Natural language region descriptions

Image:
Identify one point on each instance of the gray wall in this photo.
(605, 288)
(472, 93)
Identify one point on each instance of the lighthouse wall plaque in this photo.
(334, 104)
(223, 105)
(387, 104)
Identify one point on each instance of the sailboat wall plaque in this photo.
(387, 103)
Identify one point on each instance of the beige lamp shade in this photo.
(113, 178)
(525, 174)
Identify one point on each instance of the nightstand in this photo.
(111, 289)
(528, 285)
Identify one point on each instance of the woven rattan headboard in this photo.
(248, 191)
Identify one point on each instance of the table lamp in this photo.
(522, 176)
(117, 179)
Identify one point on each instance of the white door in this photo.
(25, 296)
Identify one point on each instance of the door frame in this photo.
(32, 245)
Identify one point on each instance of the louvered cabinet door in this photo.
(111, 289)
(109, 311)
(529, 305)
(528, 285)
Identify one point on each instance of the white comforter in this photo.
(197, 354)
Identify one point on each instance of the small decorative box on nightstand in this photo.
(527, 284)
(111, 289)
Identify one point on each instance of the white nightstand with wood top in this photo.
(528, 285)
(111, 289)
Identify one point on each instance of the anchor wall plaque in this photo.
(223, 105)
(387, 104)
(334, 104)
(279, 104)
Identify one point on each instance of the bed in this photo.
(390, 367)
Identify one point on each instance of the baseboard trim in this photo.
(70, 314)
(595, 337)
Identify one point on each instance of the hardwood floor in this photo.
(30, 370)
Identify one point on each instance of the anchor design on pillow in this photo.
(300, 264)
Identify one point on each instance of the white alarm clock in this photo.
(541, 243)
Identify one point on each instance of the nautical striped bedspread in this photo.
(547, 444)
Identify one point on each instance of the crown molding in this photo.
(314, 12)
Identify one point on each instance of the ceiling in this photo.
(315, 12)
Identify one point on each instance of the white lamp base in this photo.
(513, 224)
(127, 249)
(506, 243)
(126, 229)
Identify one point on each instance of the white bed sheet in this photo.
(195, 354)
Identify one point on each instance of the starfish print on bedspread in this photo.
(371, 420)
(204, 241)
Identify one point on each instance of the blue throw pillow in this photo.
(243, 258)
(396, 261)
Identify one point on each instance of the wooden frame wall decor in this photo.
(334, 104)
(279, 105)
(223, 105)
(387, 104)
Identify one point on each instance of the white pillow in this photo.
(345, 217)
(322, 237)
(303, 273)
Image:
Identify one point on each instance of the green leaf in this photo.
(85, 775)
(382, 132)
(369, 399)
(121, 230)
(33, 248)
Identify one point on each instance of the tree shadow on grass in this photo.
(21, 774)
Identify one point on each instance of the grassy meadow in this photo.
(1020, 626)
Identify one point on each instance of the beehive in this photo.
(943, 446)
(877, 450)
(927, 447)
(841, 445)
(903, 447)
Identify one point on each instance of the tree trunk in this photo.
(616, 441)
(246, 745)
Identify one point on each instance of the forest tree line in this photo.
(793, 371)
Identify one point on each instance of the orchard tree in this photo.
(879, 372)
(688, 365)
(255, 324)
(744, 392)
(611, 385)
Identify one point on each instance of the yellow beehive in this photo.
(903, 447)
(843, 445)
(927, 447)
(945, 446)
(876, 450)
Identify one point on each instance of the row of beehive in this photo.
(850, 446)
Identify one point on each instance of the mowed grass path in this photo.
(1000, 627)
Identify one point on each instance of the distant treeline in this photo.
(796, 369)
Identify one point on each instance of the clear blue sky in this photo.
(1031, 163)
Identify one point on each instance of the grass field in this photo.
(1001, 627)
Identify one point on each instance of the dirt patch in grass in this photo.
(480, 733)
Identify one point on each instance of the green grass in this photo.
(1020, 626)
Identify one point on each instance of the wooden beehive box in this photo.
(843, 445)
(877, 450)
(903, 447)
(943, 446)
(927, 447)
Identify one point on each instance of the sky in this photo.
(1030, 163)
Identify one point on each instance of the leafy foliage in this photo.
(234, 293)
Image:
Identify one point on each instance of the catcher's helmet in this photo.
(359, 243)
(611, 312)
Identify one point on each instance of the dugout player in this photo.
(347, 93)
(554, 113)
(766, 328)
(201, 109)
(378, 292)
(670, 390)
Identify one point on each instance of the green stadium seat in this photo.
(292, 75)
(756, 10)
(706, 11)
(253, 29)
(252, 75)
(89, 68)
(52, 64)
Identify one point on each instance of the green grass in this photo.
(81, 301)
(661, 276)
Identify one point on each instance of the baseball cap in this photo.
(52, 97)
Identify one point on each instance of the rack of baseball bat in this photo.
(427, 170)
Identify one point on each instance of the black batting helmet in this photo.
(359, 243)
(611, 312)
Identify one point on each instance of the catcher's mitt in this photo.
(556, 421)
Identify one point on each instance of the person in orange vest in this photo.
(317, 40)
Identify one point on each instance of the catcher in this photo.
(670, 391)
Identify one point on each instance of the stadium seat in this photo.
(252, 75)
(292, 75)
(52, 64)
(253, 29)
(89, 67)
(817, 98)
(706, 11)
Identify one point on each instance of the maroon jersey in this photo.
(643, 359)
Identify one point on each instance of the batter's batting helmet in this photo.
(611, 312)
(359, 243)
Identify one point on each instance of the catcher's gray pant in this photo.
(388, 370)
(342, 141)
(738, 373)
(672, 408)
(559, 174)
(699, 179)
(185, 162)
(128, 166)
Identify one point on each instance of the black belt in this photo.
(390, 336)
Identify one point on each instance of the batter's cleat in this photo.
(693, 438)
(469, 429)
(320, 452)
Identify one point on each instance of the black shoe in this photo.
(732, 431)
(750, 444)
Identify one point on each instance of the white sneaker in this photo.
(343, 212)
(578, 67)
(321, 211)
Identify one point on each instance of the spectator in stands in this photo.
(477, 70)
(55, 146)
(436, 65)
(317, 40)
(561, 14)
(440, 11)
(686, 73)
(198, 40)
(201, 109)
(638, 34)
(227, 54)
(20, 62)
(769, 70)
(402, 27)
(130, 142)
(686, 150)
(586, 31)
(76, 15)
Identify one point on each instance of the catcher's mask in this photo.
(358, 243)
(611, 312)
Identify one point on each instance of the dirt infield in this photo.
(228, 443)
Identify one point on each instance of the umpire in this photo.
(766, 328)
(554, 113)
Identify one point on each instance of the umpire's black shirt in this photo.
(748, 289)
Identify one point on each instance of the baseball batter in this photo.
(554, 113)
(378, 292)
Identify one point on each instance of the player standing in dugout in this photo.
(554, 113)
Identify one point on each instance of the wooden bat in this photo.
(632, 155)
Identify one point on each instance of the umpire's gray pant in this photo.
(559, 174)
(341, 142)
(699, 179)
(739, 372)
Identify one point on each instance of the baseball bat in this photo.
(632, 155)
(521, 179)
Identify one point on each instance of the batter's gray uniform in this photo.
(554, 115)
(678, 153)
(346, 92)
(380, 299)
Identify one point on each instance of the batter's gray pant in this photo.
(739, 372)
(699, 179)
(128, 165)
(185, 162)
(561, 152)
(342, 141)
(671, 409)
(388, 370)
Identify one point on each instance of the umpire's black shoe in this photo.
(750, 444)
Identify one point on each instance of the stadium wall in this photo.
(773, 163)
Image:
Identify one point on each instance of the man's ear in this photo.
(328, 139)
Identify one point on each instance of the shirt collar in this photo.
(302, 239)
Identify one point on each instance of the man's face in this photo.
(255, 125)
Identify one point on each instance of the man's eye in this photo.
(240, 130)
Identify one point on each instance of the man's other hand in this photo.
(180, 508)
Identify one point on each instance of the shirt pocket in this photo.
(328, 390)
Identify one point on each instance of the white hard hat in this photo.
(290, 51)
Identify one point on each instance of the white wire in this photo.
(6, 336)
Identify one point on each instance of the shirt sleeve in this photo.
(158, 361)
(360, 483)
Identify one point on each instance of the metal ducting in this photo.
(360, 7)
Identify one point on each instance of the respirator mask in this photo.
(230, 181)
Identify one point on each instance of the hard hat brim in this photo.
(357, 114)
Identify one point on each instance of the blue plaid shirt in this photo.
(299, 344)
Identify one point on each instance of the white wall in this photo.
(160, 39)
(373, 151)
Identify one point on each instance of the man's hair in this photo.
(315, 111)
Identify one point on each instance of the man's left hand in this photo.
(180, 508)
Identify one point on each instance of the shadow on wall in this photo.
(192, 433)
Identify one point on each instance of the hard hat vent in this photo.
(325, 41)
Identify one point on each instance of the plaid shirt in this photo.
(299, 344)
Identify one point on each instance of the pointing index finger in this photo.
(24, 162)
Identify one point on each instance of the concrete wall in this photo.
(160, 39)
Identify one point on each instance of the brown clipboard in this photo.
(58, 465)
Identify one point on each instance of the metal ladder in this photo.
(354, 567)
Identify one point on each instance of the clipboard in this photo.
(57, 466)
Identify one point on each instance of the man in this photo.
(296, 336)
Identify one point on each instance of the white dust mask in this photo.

▶ [Task item]
Would you repeat, exactly and with nothing added, every line from the line containing "Identify one point on each instance of the man's left" through the last line of the records above?

▶ [Response]
Identify one point on each instance of the man's left hand in this photo.
(180, 508)
Identify one point on each instance of the shadow on wall in this photo.
(192, 433)
Identify one point on each instance of the hard hat vent in this photo.
(325, 41)
Identify one point on each instance of the plaid shirt in this photo.
(299, 344)
Identify one point on each instance of the pointing index finger in this photo.
(24, 162)
Identify one point on each instance of the concrete wall in this photo.
(160, 39)
Identify one point on each instance of the brown clipboard in this photo.
(58, 465)
Identify one point on each instance of the metal ladder in this photo.
(354, 567)
Identify one point on each instance of the clipboard in this photo.
(57, 466)
Identify one point on each instance of the man in this photo.
(296, 336)
Identify one point on each instance of the white dust mask in this photo.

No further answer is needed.